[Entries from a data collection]
◇ ◇ ◇

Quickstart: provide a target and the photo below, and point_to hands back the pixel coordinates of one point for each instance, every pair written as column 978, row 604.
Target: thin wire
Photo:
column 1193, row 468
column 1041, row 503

◇ ◇ ◇

Please repeat every line of the entries above, word for word.

### OUTPUT BELOW
Quickstart: provide a target and the photo below, and point_to hands back the pixel coordinates of one point for each instance, every pair written as column 978, row 604.
Target: thin wire
Photo:
column 1193, row 468
column 1041, row 503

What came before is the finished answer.